MATERIAL TO PROCESS: Begin

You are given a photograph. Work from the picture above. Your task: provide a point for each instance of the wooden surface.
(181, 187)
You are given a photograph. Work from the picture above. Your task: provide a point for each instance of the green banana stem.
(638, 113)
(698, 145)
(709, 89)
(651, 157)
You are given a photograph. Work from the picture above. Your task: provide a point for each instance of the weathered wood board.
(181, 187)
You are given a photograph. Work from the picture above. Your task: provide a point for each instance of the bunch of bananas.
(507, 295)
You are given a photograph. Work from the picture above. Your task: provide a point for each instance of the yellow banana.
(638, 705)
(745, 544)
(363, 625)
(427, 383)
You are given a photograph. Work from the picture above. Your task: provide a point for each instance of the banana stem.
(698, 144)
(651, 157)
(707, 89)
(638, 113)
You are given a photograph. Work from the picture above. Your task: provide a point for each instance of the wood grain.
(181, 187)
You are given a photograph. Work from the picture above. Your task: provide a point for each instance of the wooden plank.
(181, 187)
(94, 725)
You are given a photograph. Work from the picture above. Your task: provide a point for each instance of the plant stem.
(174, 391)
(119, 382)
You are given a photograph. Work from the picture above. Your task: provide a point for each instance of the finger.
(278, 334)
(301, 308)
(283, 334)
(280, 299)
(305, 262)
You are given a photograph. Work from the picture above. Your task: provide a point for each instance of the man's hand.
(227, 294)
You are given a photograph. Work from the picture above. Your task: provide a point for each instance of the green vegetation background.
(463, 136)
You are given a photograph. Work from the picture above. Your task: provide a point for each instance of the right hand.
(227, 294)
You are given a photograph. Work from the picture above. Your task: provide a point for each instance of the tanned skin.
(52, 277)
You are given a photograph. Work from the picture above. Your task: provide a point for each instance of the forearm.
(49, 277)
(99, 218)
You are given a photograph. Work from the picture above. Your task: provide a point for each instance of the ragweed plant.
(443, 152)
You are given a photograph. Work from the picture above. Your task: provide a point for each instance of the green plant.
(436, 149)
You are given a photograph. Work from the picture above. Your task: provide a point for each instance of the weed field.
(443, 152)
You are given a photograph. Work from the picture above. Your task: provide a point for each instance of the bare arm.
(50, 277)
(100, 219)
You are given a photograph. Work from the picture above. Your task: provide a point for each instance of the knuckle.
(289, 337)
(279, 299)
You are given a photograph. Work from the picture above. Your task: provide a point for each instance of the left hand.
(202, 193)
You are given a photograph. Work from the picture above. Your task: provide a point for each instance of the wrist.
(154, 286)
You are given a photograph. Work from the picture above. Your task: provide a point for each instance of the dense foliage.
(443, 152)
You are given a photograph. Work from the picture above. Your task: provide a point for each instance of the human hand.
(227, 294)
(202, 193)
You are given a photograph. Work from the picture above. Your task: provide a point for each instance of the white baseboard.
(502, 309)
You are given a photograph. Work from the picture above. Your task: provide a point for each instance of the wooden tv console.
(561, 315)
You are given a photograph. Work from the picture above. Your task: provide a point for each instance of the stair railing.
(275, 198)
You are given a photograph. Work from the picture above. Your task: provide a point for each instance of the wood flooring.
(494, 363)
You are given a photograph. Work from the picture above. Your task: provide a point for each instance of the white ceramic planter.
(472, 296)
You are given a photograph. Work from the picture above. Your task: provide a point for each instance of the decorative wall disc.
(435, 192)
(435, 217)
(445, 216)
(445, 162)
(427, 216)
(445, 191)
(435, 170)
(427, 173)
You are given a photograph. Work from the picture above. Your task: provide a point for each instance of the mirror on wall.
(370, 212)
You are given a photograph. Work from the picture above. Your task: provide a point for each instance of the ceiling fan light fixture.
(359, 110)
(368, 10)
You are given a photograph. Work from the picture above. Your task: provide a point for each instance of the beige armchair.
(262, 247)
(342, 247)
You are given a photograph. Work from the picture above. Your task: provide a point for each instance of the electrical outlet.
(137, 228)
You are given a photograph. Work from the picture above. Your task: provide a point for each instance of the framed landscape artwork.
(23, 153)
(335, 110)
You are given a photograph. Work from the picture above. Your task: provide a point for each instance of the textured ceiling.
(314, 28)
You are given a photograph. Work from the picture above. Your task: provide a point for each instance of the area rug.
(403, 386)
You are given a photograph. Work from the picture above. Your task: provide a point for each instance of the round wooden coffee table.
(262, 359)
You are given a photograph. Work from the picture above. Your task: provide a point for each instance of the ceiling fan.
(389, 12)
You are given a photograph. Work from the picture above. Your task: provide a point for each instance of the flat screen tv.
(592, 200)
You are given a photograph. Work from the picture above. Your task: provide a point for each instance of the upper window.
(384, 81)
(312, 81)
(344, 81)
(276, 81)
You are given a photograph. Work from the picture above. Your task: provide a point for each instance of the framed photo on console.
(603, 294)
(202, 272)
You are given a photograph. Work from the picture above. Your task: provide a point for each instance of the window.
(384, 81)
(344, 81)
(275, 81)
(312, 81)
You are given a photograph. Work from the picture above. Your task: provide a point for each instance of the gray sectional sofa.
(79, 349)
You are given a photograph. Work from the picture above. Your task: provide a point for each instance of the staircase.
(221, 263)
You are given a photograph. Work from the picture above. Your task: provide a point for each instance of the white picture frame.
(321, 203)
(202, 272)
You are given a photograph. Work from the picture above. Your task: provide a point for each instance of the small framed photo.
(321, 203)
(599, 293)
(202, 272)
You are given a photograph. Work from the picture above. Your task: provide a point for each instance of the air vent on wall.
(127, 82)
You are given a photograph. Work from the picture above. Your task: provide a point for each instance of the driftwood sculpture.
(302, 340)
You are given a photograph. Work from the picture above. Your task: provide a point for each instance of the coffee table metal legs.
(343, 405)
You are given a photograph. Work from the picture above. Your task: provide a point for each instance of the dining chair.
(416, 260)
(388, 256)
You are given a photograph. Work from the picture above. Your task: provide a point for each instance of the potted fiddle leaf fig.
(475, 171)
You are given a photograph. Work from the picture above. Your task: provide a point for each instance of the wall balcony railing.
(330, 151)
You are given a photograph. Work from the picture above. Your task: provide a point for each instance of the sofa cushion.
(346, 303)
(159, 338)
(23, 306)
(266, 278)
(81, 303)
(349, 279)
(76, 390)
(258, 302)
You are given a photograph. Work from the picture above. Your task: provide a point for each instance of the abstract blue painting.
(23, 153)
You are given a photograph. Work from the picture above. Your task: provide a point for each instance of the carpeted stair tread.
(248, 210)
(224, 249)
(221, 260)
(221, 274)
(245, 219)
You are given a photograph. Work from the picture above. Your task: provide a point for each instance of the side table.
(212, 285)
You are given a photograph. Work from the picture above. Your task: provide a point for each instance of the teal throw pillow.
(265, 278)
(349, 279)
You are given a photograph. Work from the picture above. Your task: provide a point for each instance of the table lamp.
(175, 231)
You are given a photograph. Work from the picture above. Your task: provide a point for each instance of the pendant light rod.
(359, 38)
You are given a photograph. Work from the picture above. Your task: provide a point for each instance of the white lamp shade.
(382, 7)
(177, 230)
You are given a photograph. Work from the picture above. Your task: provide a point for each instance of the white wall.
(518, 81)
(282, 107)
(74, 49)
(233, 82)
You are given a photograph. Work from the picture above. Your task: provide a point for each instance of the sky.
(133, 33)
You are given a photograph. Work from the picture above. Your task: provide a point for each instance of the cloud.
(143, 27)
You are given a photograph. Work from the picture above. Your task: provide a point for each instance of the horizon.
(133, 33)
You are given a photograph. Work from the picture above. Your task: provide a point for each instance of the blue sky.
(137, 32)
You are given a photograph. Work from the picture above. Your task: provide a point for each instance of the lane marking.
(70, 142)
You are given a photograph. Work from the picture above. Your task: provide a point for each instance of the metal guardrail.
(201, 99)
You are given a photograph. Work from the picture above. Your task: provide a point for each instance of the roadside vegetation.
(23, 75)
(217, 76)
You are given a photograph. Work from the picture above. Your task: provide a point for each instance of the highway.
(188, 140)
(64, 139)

MATERIAL TO PROCESS: End

- _TASK STATEMENT_
Extract all of the data shown above and repeat it verbatim.

- _TASK OUTPUT_
You are given a photograph. Work from the picture above. Your task: provide a point for each instance of the wooden surface.
(181, 187)
You are given a photograph. Work from the picture above. Your task: provide a point for each instance of the green banana stem.
(638, 113)
(698, 145)
(709, 89)
(651, 157)
You are given a photograph. Work from the picture above. Your task: provide a point for each instance of the weathered wood board.
(181, 187)
You are given a photograph. Work from the picture above. Your task: provide a point for each instance of the bunch of bananas.
(507, 295)
You are given a photograph. Work from the picture above. Your task: provide a point for each instance of the yellow banana.
(638, 705)
(745, 544)
(363, 625)
(427, 383)
You are given a photograph. Work from the picture above. Your task: provide a point for each instance of the banana stem.
(698, 144)
(651, 157)
(707, 89)
(638, 113)
You are given a photograph. Work from the picture above. Your task: provide a point for each instance of the wood grain.
(181, 187)
You are given a photograph. Work from the picture above. Your task: provide a point for each instance of the wooden plank.
(181, 187)
(94, 725)
You are given a photograph. Work from the picture above. Your task: provide a point for each instance of the plant stem.
(174, 391)
(119, 382)
You are given a photograph. Work from the picture above. Your task: provide a point for each instance of the finger.
(278, 334)
(301, 308)
(283, 334)
(280, 299)
(305, 262)
You are given a photograph. Work from the picture above. Your task: provide a point for each instance of the man's hand.
(227, 294)
You are given a photograph. Work from the picture above. Your task: provide a point for each instance of the green vegetation background.
(463, 136)
You are given a photograph. Work from the picture above. Your task: provide a point for each instance of the right hand.
(227, 294)
You are given a photograph. Work from the picture above. Your task: provide a point for each instance of the tanned skin.
(52, 277)
You are given a photograph. Work from the picture above. Your task: provide a point for each instance of the forearm.
(49, 277)
(99, 218)
You are given a photograph. Work from the picture above. Your task: provide a point for each instance of the ragweed plant.
(443, 152)
You are given a photograph. Work from the picture above. Your task: provide a point for each instance of the green plant.
(436, 149)
You are given a photograph. Work from the picture above. Your task: provide a point for each instance of the weed field.
(443, 152)
You are given a photograph. Work from the picture above. Your task: provide a point for each instance of the bare arm.
(50, 277)
(100, 219)
You are given a photograph. Work from the picture above. Your task: provide a point for each instance of the knuckle.
(289, 337)
(279, 299)
You are given a photograph. Work from the picture above. Your task: provide a point for each instance of the left hand.
(202, 193)
You are given a photograph. Work from the picture above. Your task: provide a point for each instance of the wrist.
(154, 286)
You are given a photograph. Work from the picture above. Your task: provide a point for each instance of the dense foliage.
(443, 152)
You are given a photograph. Work from the picture above. Your task: provide a point for each instance of the human hand.
(227, 294)
(202, 193)
You are given a photograph. Work from the picture above. Your task: provide a point for each instance of the white baseboard.
(502, 309)
You are given a photograph. Work from the picture above. Your task: provide a point for each instance of the wooden tv console.
(561, 315)
You are given a photograph. Work from the picture above. Your task: provide a point for each instance of the stair railing.
(275, 198)
You are given a photograph. Work from the picture above. Your task: provide a point for each instance of the wood flooring.
(494, 363)
You are given a photograph. Work from the picture above. Your task: provide a point for each instance of the white ceramic planter.
(472, 296)
You are given a photograph. Work from the picture above. Your task: provide a point for each instance of the decorative wall disc.
(435, 192)
(435, 217)
(445, 216)
(445, 162)
(427, 216)
(445, 191)
(435, 170)
(427, 173)
You are given a photograph. Work from the picture above. Your task: provide a point for each instance of the mirror on wall.
(370, 212)
You are given a photograph. Work from the picture above. Your task: provide a point for each instance of the ceiling fan light fixture.
(359, 110)
(368, 10)
You are given a photograph. Work from the picture above. Your task: provide a point for each instance of the beige armchair.
(262, 247)
(342, 247)
You are given a photograph. Work from the picture above. Your task: provide a point for each instance of the electrical outlet.
(137, 228)
You are given a photograph. Work from the picture above. Your task: provide a point for each instance of the framed landscape artwork.
(23, 153)
(335, 110)
You are given a photograph. Work from the picture above. Your task: provide a point for each instance of the textured ceiling.
(314, 28)
You are given a photograph. Work from the picture above. Your task: provide a point for each instance of the area rug.
(403, 386)
You are given a photograph. Work from the picture above. Your task: provide a point for each instance of the round wooden coffee table.
(262, 359)
You are given a photograph. Work from the picture above. Your task: provide a point for each instance of the ceiling fan.
(389, 12)
You are given a photograph. Work from the picture above. Your task: provide a point for each instance of the flat screen tv.
(592, 200)
You are given a photograph. Work from the picture above. Your task: provide a point for each instance of the upper window.
(384, 81)
(312, 81)
(344, 81)
(276, 81)
You are given a photograph. Work from the picture above. Your task: provide a point for each instance of the framed photo on console.
(603, 294)
(202, 272)
You are given a photograph. Work from the picture above. Your task: provide a point for each instance of the window.
(384, 81)
(344, 81)
(275, 81)
(312, 81)
You are given a photograph. Work from the picture above. Your task: provide a point for each instance of the gray sectional sofa.
(79, 349)
You are given a photograph. Work from the picture above. Your task: provide a point for each instance of the staircase.
(221, 263)
You are given a photograph. Work from the picture above. Your task: provide a point for each instance of the white picture frame.
(321, 203)
(202, 272)
You are given a photograph. Work from the picture above. Your task: provide a point for each instance of the small framed photo.
(321, 203)
(599, 293)
(202, 272)
You are given a photograph. Work from the picture above. Your task: provide a point for each instance of the air vent on wall.
(127, 82)
You are given a photograph. Work from the picture above. Your task: provide a point for each instance of the driftwood sculpture.
(302, 340)
You are given a photograph. Work from the picture above. Your task: provide a point for each instance of the coffee table metal legs.
(343, 405)
You are given a photograph. Work from the picture above. Your task: provide a point for each instance of the dining chair.
(416, 260)
(388, 256)
You are given a photograph. Work from the picture above. Your task: provide a point for each instance of the potted fiddle leaf fig.
(475, 171)
You are given a photograph. Work from the picture above. Your task: provide a point for each instance of the wall balcony railing.
(330, 151)
You are given a photograph. Work from the picture above. Your task: provide a point for each instance of the sofa cushion.
(346, 303)
(159, 338)
(23, 306)
(266, 278)
(81, 303)
(349, 279)
(76, 390)
(258, 302)
You are given a photograph. Work from the picture above. Your task: provide a point for each instance of the abstract blue painting.
(23, 153)
You are given a photograph. Work from the picture above. Your task: provide a point for each instance of the carpeted stair tread.
(248, 210)
(224, 249)
(221, 260)
(221, 274)
(245, 219)
You are given a photograph. Work from the picture above. Your task: provide a point for each instance of the side table.
(212, 285)
You are given a photograph. Work from the picture above. Your task: provide a point for each instance of the teal throw pillow.
(265, 278)
(349, 279)
You are given a photograph. Work from the picture above. Your task: provide a point for each instance of the table lamp.
(175, 231)
You are given a photograph. Work from the picture above. Your task: provide a point for each instance of the pendant light rod.
(359, 38)
You are given a photograph. Work from the picture above. Your task: provide a point for each instance of the white lamp shade.
(382, 7)
(177, 230)
You are given a photograph. Work from the picture above. Your task: provide a point for each instance of the white wall.
(518, 81)
(282, 107)
(74, 49)
(233, 82)
You are given a photograph. Work from the picture above. Your task: provide a point for each instance of the sky.
(133, 33)
You are given a photograph. Work from the picture above. Your task: provide a point for each instance of the cloud.
(143, 27)
You are given a photograph. Work from the picture above. Your task: provide a point for each instance of the horizon.
(133, 33)
You are given a photograph. Work from the picture above. Your task: provide a point for each instance of the blue sky.
(137, 32)
You are given a photograph. Work from the picture above. Your task: provide a point for each instance of the lane marking.
(70, 142)
You are given a photograph. Work from the picture above. Your task: provide a point for each instance of the metal guardrail.
(201, 99)
You are given a photograph. Work from the picture above. Your task: provide a point for each instance of the roadside vegetation.
(23, 75)
(217, 76)
You are given a photograph. Work from the picture above. Your task: provide a point for each instance of the highway.
(188, 140)
(64, 139)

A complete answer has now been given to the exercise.